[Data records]
+++++
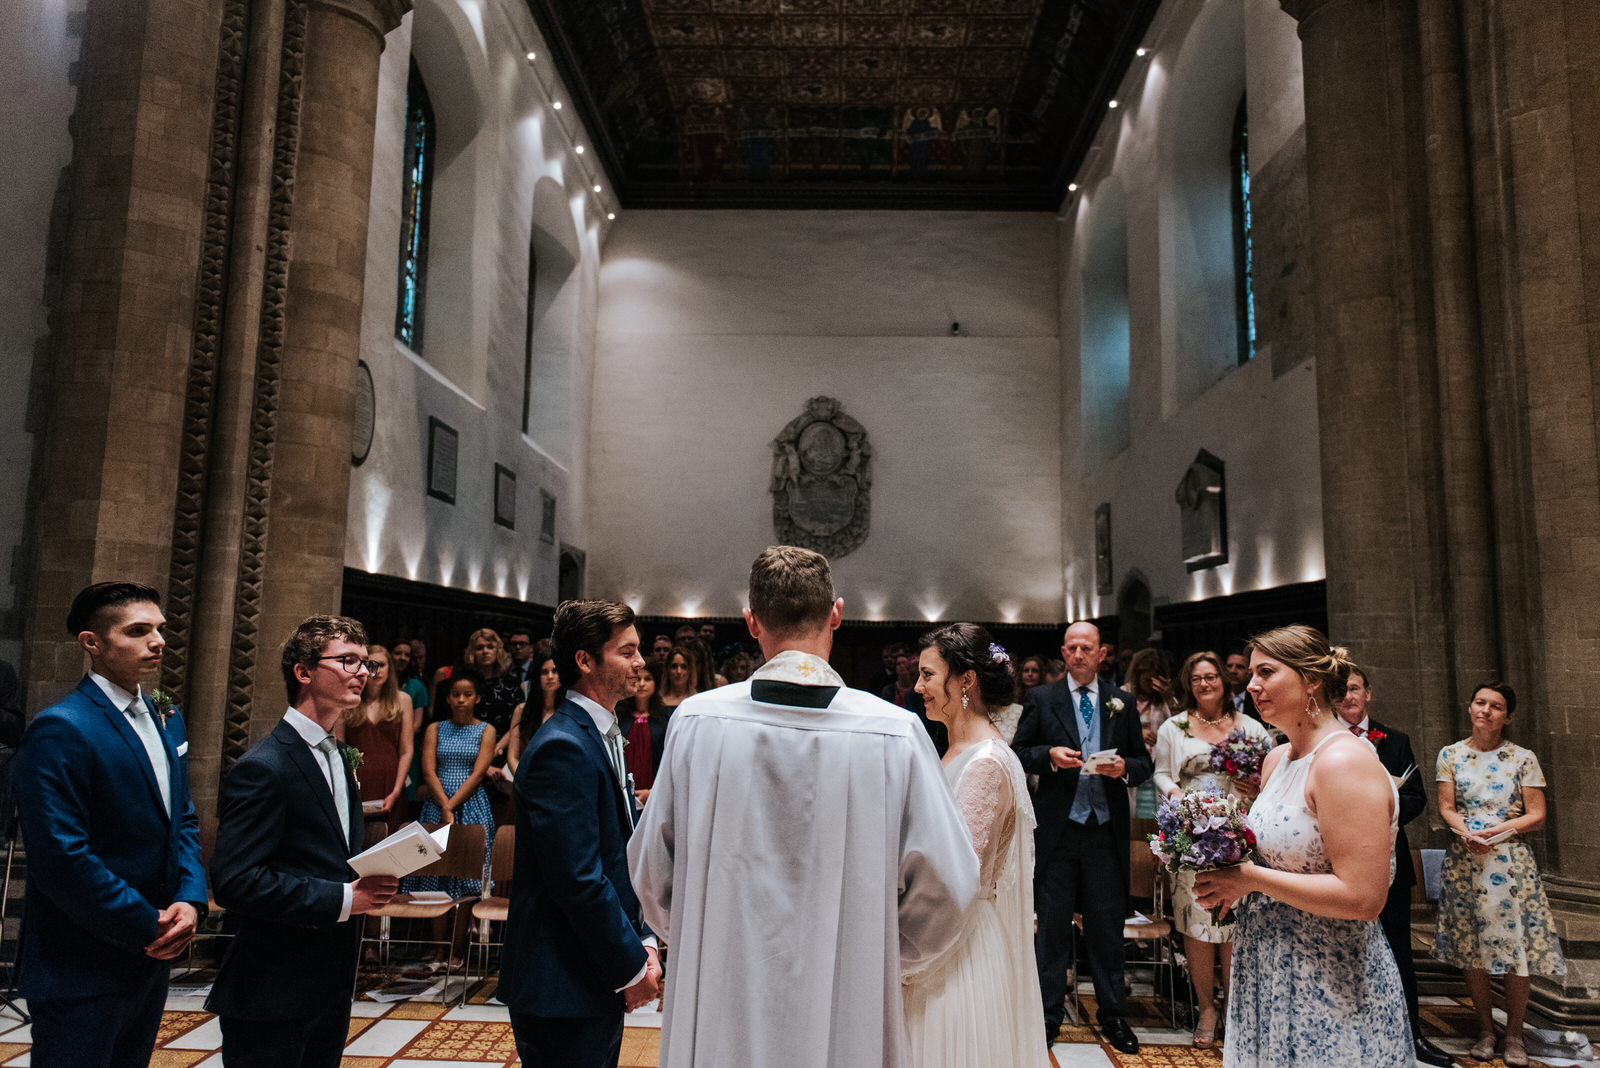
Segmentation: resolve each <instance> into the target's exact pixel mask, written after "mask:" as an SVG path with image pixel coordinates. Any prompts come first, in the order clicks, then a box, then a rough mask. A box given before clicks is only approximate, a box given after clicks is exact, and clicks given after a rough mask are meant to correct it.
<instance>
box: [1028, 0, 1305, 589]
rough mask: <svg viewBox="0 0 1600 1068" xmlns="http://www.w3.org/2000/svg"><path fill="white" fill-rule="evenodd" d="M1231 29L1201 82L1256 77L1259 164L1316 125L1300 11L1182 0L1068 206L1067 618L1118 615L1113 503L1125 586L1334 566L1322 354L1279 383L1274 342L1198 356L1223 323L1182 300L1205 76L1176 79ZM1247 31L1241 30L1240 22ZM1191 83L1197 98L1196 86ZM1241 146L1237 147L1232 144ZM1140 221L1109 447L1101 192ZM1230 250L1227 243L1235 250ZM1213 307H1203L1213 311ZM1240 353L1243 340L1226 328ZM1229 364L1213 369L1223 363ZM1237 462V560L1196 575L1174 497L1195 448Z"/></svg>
mask: <svg viewBox="0 0 1600 1068" xmlns="http://www.w3.org/2000/svg"><path fill="white" fill-rule="evenodd" d="M1222 26H1235V27H1237V26H1242V27H1243V40H1242V42H1240V43H1235V45H1234V48H1232V51H1230V53H1218V51H1213V53H1211V54H1208V56H1206V59H1208V62H1211V64H1224V62H1230V64H1237V69H1235V70H1234V72H1232V74H1227V72H1222V74H1218V72H1216V70H1211V72H1208V77H1206V78H1205V82H1206V83H1208V86H1211V88H1216V86H1221V88H1216V91H1219V93H1221V91H1226V93H1230V94H1234V96H1232V102H1227V101H1221V99H1219V101H1216V104H1219V106H1222V104H1226V106H1227V109H1229V114H1230V112H1232V107H1234V104H1237V91H1238V88H1237V86H1248V109H1250V110H1248V122H1250V145H1251V169H1253V171H1259V169H1261V168H1262V166H1264V165H1266V163H1267V161H1270V160H1272V157H1274V153H1275V152H1278V150H1280V149H1282V147H1283V145H1285V144H1288V142H1290V141H1291V137H1293V134H1294V131H1296V130H1298V128H1299V126H1301V125H1304V96H1302V88H1301V54H1299V38H1298V37H1296V32H1294V21H1293V19H1291V18H1290V16H1288V14H1285V13H1283V11H1282V10H1280V8H1278V5H1277V3H1275V0H1170V3H1166V5H1163V8H1162V13H1160V14H1158V16H1157V22H1155V26H1152V29H1150V34H1149V37H1147V40H1146V43H1147V45H1149V46H1150V50H1152V51H1150V54H1149V56H1147V58H1146V59H1144V61H1134V66H1133V67H1131V69H1130V72H1128V75H1126V78H1125V80H1123V85H1122V86H1120V90H1118V99H1120V102H1122V107H1118V109H1117V110H1115V112H1109V114H1107V120H1106V122H1104V123H1102V128H1101V131H1099V137H1098V141H1096V145H1094V150H1091V152H1090V157H1088V160H1086V163H1085V166H1083V169H1082V171H1080V173H1078V179H1077V181H1078V185H1080V192H1078V193H1077V195H1072V197H1069V198H1067V201H1066V203H1064V205H1062V221H1064V224H1062V227H1061V237H1059V257H1061V264H1062V270H1061V291H1059V305H1061V385H1062V392H1061V412H1062V424H1061V425H1062V468H1061V494H1062V566H1064V606H1066V616H1067V617H1069V619H1074V617H1085V616H1102V614H1114V612H1115V611H1117V606H1115V592H1114V593H1112V595H1109V596H1101V595H1098V593H1096V580H1094V508H1096V507H1098V505H1099V504H1102V502H1110V505H1112V564H1114V572H1115V574H1114V580H1115V588H1120V587H1122V584H1123V582H1125V580H1126V579H1128V576H1131V574H1138V576H1141V577H1142V579H1144V580H1146V582H1147V584H1149V587H1150V592H1152V598H1154V601H1155V603H1157V604H1162V603H1173V601H1195V600H1205V598H1210V596H1219V595H1229V593H1242V592H1246V590H1259V588H1270V587H1277V585H1285V584H1291V582H1304V580H1315V579H1322V577H1325V569H1323V552H1322V488H1320V486H1322V480H1320V467H1318V443H1317V403H1315V401H1317V393H1315V382H1314V374H1312V371H1314V368H1312V363H1310V361H1306V363H1301V365H1299V366H1296V368H1294V369H1291V371H1290V373H1286V374H1283V376H1280V377H1277V379H1274V377H1272V353H1270V349H1264V350H1258V355H1256V358H1254V360H1253V361H1251V363H1248V365H1245V366H1242V368H1227V363H1229V360H1227V355H1229V353H1226V352H1224V353H1198V357H1197V355H1195V353H1192V352H1189V350H1190V349H1192V347H1194V345H1195V344H1197V337H1205V336H1208V334H1214V333H1216V331H1214V329H1213V326H1214V325H1213V323H1210V321H1205V323H1202V321H1190V320H1189V318H1186V317H1189V315H1194V313H1195V312H1192V310H1189V309H1192V307H1195V304H1194V302H1192V301H1186V294H1192V288H1194V286H1195V285H1197V278H1195V277H1194V267H1192V264H1190V262H1189V257H1187V256H1184V254H1176V253H1189V251H1192V249H1174V243H1178V241H1182V240H1186V235H1184V232H1182V227H1179V225H1178V224H1174V219H1176V217H1178V216H1179V213H1181V208H1182V205H1179V203H1178V201H1176V197H1181V195H1182V192H1184V190H1181V189H1176V190H1174V189H1173V182H1170V181H1166V179H1168V176H1171V174H1173V173H1174V171H1176V169H1178V163H1176V160H1174V158H1173V152H1174V147H1173V145H1174V142H1178V141H1179V139H1178V137H1174V136H1173V133H1174V131H1173V130H1171V123H1174V122H1182V117H1184V115H1192V114H1195V104H1197V102H1195V99H1194V93H1197V91H1206V88H1208V86H1200V85H1195V83H1194V82H1184V80H1174V66H1176V64H1178V58H1179V56H1181V54H1182V51H1184V46H1186V43H1194V40H1213V42H1214V40H1222V38H1227V37H1229V34H1226V32H1219V27H1222ZM1234 40H1235V42H1237V30H1235V34H1234ZM1186 94H1189V96H1186ZM1218 150H1219V152H1222V153H1226V152H1227V144H1226V142H1224V144H1221V145H1219V147H1218ZM1102 189H1106V190H1112V189H1117V190H1120V192H1118V193H1115V198H1117V200H1120V201H1122V205H1120V209H1122V211H1125V216H1126V229H1128V277H1130V293H1128V305H1130V345H1128V347H1130V393H1128V409H1130V412H1131V441H1130V443H1128V446H1126V448H1123V449H1120V451H1118V452H1117V454H1114V456H1110V457H1104V459H1102V457H1101V449H1099V441H1098V440H1096V438H1094V433H1093V425H1091V420H1086V419H1085V406H1086V404H1090V403H1091V401H1093V403H1102V398H1101V400H1096V398H1088V400H1086V398H1085V392H1083V385H1082V382H1083V371H1085V369H1083V366H1082V352H1080V344H1082V339H1080V336H1082V321H1083V293H1085V257H1086V254H1088V251H1086V249H1088V246H1090V235H1091V233H1094V225H1096V201H1098V200H1102V201H1104V200H1107V197H1104V195H1102V197H1098V193H1101V190H1102ZM1229 251H1230V249H1229ZM1200 313H1203V310H1202V312H1200ZM1226 344H1227V345H1229V352H1230V350H1232V344H1234V342H1232V337H1229V339H1226ZM1190 358H1206V360H1208V361H1210V366H1211V368H1213V369H1208V371H1205V374H1203V376H1200V377H1202V381H1206V379H1210V381H1208V384H1202V385H1198V387H1195V385H1194V381H1195V376H1194V368H1189V366H1187V365H1184V363H1182V361H1184V360H1190ZM1218 366H1221V368H1224V369H1222V371H1214V368H1218ZM1202 448H1205V449H1208V451H1211V452H1213V454H1216V456H1219V457H1221V459H1222V460H1224V462H1226V464H1227V475H1226V478H1227V534H1229V563H1227V564H1224V566H1219V568H1213V569H1208V571H1200V572H1195V574H1189V572H1187V571H1186V569H1184V564H1182V555H1181V542H1179V512H1178V504H1176V502H1174V499H1173V491H1174V489H1176V486H1178V481H1179V478H1181V476H1182V473H1184V470H1186V468H1187V465H1189V462H1190V460H1192V459H1194V456H1195V452H1197V451H1198V449H1202Z"/></svg>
+++++
▶ _WORK TASK_: Determine the number of lines above that include the word "instance"; the reply is that number only.

▶ _SOLUTION TO THIS EXERCISE_: 2